## ЗАДАЧА
Найдите в записях все строки со словом «saddle» и перепишите их.

## ЗАПИСИ
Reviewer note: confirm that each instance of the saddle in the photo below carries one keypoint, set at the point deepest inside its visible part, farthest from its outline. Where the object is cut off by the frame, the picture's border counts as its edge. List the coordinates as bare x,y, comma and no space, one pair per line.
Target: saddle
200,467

---

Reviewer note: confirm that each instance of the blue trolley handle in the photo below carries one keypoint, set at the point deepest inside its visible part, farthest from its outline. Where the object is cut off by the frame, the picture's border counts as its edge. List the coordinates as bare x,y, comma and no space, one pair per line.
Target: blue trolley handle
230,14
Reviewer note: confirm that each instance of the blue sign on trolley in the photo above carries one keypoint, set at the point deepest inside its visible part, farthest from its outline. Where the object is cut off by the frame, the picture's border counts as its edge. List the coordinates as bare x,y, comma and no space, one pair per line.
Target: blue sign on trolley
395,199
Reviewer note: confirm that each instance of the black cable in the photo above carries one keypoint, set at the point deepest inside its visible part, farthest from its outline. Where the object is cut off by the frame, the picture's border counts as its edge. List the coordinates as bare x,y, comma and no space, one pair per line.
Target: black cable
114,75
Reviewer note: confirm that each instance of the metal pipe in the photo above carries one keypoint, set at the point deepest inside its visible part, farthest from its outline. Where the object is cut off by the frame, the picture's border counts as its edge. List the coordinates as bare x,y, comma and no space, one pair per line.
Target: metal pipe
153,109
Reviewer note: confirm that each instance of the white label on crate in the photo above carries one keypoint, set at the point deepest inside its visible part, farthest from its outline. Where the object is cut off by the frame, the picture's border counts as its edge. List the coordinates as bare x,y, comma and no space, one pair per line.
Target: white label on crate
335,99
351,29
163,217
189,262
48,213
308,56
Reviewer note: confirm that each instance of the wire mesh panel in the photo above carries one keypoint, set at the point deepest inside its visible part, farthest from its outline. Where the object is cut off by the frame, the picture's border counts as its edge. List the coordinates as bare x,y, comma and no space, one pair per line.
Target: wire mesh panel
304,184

==

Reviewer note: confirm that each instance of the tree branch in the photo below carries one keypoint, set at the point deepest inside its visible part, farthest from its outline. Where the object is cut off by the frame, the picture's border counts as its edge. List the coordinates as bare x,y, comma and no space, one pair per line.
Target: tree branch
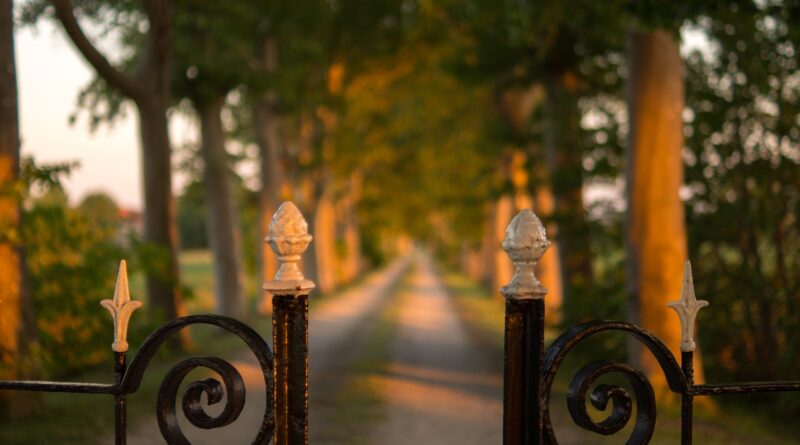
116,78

## РЕЗУЛЬТАТ
Reviewer note: confirm that each instance of the saddle in the photo below carries one keypoint, set at the point deepest inside its visible part, farthest from its outline. Where the object is cut off by the frame, the picture's border counts as its edge. List the coordinates as bare x,y, comma and no space, one pair per line.
Target: saddle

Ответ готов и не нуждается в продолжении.